▸ Brief 1:
In the article about rural broadband and bank closures, which banks did the Fermanagh and Omagh District Council write to?
▸ Brief 2:
Continue the article about the council's broadband appeal to banks, picking up after its final sentence.

Friday, Apr 6th, 2018 (4:40 pm) - Score 612

The Fermanagh and Omagh District Council has written to First Trust Bank, Ulster Bank and Danske Bank in the hope of encouraging them to help invest in improvements to local broadband connectivity. Recently online banking has become much more important due to the closure of local branches.

People who live in rural areas will no doubt be all too familiar with the issue of vanishing banks, post offices and so forth. Many such closures often end up being targeted for areas where the availability of “superfast broadband” is similarly considered to be weak or even non-existent, which is a tricky problem because the very use of internet banking is what has also helped to make traditional branches less sustainable (i.e. a lot of what we all once did in-branch can now be done online).

As the council’s letter states (Impartial Reporter): “There is a real need for improvements to broadband coverage in the rural areas and members believe that given the pursuance of banks’ to promote increased online banking, the institutions could possibly assist with this matter.” Naturally the banks have a different interpretation and state that broadband is a matter for the government.

Ian Jordan, Non-Executive Chairman of the N.I Committee of UK Finance, said:

“But, technology is not for everyone, which is why all the major banks have partnered with the Post Office to help consumers and businesses do basic banking at over 11,000 Post Office branches across the UK, many of which are open outside of normal branch banking hours.

I can assure you that we are fully cognisant of the issue which you raise and that our initiative with The Post Office is designed to address the needs.”

Technically speaking it could perhaps be argued that some banks are already lending significant chunks of money to broadband operators (in the same way as they do for any other commercial businesses), as well as various related investment funds, and are thus already investing in the betterment of national broadband connectivity. Admittedly this isn’t quite the same as handing a big chunk of cash to local authorities.

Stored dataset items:
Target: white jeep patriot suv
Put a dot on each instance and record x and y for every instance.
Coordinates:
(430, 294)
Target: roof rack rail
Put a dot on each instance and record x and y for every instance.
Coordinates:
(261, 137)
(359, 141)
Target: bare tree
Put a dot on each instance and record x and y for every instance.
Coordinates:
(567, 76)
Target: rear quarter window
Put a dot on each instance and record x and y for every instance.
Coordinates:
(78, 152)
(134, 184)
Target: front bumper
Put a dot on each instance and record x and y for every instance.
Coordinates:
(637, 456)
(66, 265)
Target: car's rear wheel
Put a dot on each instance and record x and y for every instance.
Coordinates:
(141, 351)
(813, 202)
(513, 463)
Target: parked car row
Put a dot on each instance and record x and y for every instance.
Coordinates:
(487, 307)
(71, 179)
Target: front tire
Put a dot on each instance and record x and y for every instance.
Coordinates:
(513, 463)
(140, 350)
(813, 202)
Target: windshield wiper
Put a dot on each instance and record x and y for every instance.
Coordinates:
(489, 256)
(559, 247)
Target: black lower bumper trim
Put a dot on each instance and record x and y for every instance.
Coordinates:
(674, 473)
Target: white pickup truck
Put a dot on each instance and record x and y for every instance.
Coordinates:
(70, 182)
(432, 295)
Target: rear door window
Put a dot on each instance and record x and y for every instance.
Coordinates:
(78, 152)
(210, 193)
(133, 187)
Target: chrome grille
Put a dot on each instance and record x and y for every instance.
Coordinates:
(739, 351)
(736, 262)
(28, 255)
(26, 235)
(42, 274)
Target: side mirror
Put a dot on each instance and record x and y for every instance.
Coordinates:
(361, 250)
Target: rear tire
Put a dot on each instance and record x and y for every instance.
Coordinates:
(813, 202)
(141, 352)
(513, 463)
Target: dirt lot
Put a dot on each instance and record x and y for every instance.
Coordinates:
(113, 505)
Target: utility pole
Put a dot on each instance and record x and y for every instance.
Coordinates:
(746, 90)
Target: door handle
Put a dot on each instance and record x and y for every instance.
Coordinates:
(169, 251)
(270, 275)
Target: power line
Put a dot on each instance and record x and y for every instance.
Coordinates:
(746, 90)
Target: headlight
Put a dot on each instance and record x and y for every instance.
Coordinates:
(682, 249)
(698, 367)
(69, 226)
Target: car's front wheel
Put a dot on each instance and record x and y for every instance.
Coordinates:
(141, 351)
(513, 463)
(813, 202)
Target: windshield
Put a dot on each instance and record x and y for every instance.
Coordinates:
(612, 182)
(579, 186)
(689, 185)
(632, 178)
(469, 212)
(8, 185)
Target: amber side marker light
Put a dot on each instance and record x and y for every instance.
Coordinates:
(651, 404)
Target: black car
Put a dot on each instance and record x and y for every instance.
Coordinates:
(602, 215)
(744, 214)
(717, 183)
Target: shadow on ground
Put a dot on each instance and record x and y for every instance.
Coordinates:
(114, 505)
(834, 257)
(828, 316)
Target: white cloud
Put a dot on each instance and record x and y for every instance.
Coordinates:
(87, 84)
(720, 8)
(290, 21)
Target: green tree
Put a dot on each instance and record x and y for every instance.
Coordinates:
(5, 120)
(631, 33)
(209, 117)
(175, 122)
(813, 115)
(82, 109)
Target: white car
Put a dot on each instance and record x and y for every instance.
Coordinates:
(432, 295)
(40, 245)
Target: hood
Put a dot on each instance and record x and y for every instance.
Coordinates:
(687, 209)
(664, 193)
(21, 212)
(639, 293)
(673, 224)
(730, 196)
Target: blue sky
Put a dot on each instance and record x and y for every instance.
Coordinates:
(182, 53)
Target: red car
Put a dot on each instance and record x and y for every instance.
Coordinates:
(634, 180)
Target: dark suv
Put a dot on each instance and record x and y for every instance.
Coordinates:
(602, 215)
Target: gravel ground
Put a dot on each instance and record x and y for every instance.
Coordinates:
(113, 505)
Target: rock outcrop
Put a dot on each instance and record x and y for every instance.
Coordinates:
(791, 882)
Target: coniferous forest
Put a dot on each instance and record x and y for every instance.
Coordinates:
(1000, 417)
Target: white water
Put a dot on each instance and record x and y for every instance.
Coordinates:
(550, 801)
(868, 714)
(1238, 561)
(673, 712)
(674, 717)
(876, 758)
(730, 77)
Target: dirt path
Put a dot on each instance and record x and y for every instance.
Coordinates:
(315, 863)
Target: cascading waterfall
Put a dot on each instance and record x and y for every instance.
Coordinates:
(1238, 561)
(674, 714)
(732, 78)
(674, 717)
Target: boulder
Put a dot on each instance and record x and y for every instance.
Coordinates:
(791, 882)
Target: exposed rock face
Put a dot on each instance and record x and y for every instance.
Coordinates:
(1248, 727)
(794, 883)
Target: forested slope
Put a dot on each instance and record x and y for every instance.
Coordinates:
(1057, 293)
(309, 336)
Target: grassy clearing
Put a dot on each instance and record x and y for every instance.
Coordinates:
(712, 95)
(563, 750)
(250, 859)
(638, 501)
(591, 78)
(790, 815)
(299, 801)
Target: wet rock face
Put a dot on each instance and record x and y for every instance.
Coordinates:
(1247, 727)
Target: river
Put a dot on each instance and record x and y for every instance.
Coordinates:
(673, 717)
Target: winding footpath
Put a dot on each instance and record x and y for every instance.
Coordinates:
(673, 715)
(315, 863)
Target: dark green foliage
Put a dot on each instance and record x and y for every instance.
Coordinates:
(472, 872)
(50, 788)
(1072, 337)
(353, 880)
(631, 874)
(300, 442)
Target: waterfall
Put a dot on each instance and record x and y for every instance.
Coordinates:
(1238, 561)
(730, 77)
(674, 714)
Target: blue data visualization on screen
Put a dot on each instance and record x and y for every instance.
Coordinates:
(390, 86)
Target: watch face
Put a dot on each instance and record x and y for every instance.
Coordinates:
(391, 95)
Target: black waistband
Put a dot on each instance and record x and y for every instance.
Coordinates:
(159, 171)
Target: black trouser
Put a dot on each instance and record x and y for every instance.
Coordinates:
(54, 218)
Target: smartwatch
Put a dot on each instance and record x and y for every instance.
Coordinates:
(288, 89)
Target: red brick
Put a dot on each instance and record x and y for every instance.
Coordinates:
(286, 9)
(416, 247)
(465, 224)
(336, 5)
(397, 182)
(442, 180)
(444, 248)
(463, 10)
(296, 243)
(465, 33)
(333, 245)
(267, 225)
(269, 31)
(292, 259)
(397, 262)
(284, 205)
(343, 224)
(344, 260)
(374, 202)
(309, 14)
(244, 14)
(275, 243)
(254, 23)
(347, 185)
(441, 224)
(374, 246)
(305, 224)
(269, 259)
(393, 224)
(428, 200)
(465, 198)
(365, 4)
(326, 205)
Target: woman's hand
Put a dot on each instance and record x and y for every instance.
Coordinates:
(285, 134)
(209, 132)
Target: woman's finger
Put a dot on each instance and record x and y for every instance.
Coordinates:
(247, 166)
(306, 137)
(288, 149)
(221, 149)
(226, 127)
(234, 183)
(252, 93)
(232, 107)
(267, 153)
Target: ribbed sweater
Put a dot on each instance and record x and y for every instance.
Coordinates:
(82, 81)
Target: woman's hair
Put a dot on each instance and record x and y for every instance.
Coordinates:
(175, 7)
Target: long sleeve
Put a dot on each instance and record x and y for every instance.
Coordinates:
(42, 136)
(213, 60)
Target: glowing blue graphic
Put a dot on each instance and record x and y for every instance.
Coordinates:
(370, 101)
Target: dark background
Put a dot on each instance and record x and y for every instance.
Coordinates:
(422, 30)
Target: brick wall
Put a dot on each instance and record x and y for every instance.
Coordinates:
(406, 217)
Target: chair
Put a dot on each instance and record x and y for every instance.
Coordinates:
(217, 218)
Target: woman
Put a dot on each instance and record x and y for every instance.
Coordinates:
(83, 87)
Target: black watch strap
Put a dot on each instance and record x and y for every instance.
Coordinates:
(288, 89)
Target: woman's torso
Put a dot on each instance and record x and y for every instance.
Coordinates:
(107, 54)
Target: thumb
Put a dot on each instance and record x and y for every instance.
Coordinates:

▸ Right answer 1:
First Trust Bank, Ulster Bank and Danske Bank.

▸ Right answer 2:
The other counter argument here is that you don’t strictly need a superfast connection in order to conduct online banking (banking sites should work fine with 1-2Mbps). Plus a far bigger concern is likely to come from elderly and certain disabled users, many of which prefer to talk with a human than fiddle with unfamiliar internet connectivity (the issue of better broadband for them may be a moot point).

Actually most of us like the option of talking with a human, not only pensioners, although increasingly to get this from your bank means having to travel a fair bit further (e.g. into a larger town). Whether or not we should be expecting banks to cover at least some of the costs for new core infrastructure is at the very least an interesting debate, albeit probably not one that’s likely to make much practical headway.

Meanwhile the £1.6bn+ Broadband Delivery UK programme predicts that the coverage of fixed superfast broadband (24Mbps+) networks, which currently sits at an estimated 95%+ of UK premises, could reach 98% by 2020 and there’s a future 10Mbps+ USO for tackling the final 2% (enforced from 2020).

However, Northern Ireland’s national coverage of 24Mbps+ capable connectivity is currently closer to 86-88%, which places it well below Scotland, Wales and England. In the meantime a good place to start might be for the government of Northern Ireland to resolve its political differences and get on with the job of actually governing (easier said than done).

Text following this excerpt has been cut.